Object point labels:

☆ ☆ ☆

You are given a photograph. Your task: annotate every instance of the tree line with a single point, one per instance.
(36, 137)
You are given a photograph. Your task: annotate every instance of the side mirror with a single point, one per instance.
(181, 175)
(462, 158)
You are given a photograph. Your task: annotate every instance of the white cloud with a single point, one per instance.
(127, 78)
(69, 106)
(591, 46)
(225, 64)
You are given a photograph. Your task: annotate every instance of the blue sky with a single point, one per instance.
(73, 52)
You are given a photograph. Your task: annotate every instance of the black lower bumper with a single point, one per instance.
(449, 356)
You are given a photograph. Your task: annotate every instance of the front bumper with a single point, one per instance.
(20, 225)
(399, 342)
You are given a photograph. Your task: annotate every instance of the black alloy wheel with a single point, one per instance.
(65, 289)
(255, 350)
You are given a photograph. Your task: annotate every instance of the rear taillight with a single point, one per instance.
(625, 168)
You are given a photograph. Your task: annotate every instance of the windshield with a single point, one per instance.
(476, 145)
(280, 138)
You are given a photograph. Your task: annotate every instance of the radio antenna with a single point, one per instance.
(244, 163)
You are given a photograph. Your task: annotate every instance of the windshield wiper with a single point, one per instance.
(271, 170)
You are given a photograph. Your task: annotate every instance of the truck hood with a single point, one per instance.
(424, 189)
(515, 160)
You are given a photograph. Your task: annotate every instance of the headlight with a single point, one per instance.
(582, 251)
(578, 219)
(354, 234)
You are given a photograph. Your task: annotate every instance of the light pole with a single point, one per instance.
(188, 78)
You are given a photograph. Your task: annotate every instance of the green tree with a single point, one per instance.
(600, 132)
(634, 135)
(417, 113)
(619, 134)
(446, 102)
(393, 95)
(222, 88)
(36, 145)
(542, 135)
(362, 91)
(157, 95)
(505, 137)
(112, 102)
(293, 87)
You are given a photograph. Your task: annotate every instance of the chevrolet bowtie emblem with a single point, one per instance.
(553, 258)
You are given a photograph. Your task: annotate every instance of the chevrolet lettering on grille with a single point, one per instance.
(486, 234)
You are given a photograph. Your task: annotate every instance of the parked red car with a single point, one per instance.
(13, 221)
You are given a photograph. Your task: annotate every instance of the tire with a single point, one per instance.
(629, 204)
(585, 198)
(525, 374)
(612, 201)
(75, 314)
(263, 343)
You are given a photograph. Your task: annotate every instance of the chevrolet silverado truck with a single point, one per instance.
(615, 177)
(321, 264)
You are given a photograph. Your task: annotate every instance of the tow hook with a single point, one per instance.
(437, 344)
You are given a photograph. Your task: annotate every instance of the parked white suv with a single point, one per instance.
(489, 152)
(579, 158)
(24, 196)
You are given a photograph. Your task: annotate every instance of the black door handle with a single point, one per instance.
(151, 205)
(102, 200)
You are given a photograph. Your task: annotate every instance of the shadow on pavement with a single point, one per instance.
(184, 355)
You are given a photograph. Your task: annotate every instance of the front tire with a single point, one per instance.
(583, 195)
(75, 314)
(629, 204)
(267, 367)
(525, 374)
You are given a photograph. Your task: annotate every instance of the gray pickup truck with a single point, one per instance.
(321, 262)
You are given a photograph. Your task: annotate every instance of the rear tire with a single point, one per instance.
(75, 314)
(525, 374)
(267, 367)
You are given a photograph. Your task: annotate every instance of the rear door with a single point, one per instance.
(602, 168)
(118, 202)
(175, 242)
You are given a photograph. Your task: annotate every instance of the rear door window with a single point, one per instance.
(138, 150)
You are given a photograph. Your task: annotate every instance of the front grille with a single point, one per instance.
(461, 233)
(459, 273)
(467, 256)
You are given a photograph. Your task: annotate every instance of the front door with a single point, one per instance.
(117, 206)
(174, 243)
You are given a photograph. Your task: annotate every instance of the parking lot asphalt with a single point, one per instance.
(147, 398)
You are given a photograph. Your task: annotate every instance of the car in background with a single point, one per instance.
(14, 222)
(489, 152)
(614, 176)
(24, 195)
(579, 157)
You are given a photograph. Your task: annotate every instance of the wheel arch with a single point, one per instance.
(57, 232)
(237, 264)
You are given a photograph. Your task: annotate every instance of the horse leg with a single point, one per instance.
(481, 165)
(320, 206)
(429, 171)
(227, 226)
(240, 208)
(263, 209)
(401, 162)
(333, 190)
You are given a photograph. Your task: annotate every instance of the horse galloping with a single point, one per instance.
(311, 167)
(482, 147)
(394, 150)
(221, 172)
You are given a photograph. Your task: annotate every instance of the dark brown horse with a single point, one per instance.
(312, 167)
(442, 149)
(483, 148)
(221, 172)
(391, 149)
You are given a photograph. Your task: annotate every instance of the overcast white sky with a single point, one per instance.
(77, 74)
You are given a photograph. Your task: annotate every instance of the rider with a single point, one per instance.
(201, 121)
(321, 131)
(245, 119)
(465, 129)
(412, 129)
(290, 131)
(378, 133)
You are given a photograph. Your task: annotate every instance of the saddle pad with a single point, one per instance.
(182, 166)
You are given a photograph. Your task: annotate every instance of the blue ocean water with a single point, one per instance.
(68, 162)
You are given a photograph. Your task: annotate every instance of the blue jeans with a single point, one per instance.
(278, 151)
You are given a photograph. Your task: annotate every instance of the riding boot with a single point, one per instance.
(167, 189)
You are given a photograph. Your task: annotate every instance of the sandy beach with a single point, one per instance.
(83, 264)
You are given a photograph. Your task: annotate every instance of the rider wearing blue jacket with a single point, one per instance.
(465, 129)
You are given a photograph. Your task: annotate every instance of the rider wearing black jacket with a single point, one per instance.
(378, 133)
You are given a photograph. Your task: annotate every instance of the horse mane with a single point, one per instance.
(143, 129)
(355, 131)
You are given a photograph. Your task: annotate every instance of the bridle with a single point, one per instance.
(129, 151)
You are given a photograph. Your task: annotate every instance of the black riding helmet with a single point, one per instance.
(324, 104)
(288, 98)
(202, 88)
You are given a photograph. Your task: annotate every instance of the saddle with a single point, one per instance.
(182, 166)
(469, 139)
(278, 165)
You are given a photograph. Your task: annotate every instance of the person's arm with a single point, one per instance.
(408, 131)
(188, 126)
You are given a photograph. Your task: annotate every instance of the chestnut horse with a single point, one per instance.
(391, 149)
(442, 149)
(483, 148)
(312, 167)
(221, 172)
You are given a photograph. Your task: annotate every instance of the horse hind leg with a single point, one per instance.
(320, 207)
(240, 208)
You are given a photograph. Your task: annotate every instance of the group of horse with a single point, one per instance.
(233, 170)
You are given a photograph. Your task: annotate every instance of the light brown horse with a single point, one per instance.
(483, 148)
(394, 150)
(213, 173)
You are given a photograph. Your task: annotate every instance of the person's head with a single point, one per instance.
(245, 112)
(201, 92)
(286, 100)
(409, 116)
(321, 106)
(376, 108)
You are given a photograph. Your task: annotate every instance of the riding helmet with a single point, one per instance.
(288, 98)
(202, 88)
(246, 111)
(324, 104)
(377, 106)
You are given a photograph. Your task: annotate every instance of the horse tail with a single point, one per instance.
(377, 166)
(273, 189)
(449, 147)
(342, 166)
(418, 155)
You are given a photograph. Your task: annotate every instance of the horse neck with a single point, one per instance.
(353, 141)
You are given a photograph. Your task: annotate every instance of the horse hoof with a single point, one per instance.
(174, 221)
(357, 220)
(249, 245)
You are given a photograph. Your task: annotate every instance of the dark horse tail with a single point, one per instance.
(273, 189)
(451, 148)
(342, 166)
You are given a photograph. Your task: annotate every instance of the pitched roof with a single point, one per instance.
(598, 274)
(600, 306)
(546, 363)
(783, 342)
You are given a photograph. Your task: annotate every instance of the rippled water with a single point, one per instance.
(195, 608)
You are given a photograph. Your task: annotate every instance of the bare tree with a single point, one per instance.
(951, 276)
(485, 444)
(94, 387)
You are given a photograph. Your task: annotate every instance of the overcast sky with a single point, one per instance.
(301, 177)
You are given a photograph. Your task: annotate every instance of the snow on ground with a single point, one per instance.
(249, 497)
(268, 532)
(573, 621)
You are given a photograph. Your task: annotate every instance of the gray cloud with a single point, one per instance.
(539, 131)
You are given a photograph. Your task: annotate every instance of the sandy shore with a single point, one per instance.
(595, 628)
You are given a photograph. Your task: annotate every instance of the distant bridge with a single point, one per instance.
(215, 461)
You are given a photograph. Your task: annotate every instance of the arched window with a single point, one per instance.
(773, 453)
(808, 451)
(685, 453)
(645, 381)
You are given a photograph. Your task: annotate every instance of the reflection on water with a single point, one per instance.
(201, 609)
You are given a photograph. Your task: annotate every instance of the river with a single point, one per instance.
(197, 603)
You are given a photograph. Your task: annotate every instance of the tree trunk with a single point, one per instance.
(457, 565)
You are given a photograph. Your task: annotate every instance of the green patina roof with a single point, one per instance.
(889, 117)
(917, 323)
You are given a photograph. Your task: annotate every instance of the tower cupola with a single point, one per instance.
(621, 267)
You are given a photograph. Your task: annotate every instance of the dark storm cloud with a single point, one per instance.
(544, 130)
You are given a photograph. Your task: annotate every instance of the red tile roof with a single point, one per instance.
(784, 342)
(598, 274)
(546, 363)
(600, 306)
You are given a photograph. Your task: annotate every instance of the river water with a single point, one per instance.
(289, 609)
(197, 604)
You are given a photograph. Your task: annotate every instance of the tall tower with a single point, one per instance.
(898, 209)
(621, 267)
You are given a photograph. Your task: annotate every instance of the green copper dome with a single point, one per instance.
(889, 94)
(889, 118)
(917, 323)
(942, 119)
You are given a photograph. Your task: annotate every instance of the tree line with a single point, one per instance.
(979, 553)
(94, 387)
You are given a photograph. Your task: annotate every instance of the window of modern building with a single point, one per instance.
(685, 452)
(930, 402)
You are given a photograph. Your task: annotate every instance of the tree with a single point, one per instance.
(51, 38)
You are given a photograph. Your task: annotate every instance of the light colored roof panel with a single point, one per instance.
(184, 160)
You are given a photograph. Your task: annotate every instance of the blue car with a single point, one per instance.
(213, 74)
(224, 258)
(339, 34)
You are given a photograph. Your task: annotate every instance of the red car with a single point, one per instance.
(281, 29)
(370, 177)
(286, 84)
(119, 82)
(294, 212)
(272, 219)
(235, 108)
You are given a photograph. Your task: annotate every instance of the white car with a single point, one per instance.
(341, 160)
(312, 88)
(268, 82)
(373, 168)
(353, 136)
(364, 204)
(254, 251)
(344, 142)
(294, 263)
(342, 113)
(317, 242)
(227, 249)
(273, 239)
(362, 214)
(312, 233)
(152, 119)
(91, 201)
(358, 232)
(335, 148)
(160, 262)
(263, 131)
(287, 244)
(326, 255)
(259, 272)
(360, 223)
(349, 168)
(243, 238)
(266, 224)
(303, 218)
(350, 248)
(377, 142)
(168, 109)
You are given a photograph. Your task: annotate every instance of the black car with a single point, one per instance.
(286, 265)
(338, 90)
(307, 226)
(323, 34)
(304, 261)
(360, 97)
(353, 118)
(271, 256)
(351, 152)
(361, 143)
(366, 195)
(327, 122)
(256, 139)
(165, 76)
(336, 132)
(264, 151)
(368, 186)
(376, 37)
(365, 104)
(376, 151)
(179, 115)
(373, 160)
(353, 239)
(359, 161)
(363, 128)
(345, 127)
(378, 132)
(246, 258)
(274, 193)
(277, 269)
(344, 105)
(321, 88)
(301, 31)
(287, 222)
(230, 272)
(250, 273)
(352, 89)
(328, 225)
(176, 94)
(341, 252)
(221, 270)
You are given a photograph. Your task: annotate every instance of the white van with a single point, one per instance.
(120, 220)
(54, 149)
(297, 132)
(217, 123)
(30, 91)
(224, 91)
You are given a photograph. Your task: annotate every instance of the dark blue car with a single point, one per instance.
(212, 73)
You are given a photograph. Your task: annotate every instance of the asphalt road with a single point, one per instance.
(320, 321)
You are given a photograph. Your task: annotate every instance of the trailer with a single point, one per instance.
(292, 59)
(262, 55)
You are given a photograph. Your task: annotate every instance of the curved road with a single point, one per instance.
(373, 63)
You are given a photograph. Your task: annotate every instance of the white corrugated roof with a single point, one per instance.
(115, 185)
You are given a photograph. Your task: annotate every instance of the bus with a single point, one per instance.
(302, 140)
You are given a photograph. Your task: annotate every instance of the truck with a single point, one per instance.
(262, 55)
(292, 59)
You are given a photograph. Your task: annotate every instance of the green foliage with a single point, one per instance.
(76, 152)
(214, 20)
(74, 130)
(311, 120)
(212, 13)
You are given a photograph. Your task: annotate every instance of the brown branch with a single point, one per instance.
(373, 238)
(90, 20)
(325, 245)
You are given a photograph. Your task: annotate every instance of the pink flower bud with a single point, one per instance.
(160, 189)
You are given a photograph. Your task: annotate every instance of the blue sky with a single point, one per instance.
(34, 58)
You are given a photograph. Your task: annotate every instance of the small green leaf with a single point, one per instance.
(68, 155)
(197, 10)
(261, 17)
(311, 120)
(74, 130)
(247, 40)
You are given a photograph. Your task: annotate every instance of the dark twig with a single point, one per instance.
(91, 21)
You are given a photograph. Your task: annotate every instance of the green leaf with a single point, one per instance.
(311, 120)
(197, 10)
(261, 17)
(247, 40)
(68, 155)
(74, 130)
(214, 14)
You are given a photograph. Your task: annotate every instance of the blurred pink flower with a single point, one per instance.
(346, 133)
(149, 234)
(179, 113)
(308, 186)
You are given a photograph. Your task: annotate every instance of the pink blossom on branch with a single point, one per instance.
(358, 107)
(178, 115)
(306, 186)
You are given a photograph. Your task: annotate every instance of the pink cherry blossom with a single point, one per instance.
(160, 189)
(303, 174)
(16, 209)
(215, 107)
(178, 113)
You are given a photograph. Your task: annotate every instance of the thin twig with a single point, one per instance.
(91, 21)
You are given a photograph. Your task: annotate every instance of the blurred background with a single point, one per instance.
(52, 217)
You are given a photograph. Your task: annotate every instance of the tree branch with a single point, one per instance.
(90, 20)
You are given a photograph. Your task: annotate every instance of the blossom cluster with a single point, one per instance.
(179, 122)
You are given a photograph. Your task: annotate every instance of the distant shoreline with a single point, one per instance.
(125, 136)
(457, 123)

☆ ☆ ☆

● **Task brief**: Write out, word for word, the line containing "bud with a single point, one per instance." and every line after it to the end of the data above.

● **Solved exercise**:
You are given a photograph. Your task: annotate every instance of the pink flower bud with a single point, one per instance.
(160, 189)
You are given a photograph. Your task: annotate every instance of the blue sky with a single point, one per instance.
(34, 58)
You are given a photograph. Your task: annotate every instance of the small green leaf with a single point, one per instance.
(68, 155)
(197, 10)
(261, 17)
(311, 120)
(74, 130)
(247, 40)
You are given a photograph. Your task: annotate every instance of the dark twig with a single point, one per instance.
(91, 21)
You are given a photograph. Your task: annotate every instance of the green leaf with a single point, one per instance.
(311, 120)
(197, 10)
(261, 17)
(247, 40)
(68, 155)
(74, 130)
(214, 14)
You are given a photograph. Your task: annotate every instance of the blurred pink flower with a single point, one per instance.
(346, 133)
(149, 234)
(179, 113)
(308, 186)
You are given a photograph. Your task: annotate every instance of the pink blossom on branch with a single point, one per instance.
(358, 107)
(178, 115)
(306, 186)
You are given a photograph. Your task: annotate every instance of the pink cherry blossom with a single point, one per instance.
(160, 189)
(303, 174)
(16, 209)
(215, 107)
(178, 113)
You are given a photograph. Your task: annotate every instance of the thin twig with a single point, one per instance.
(91, 21)
You are given a photograph. Your task: annotate every instance of the blurred background with a single point, one per instance.
(52, 217)
You are given a photograph. Your task: annotate every instance of the tree branch with a single point, one per instance.
(90, 20)
You are given a photograph. Your task: annotate every instance of the blossom cluster with a single point, one per instance.
(179, 122)
You are given a photograph. Your task: annotate every instance of the distant shoreline with a single point, one per instance.
(125, 136)
(457, 123)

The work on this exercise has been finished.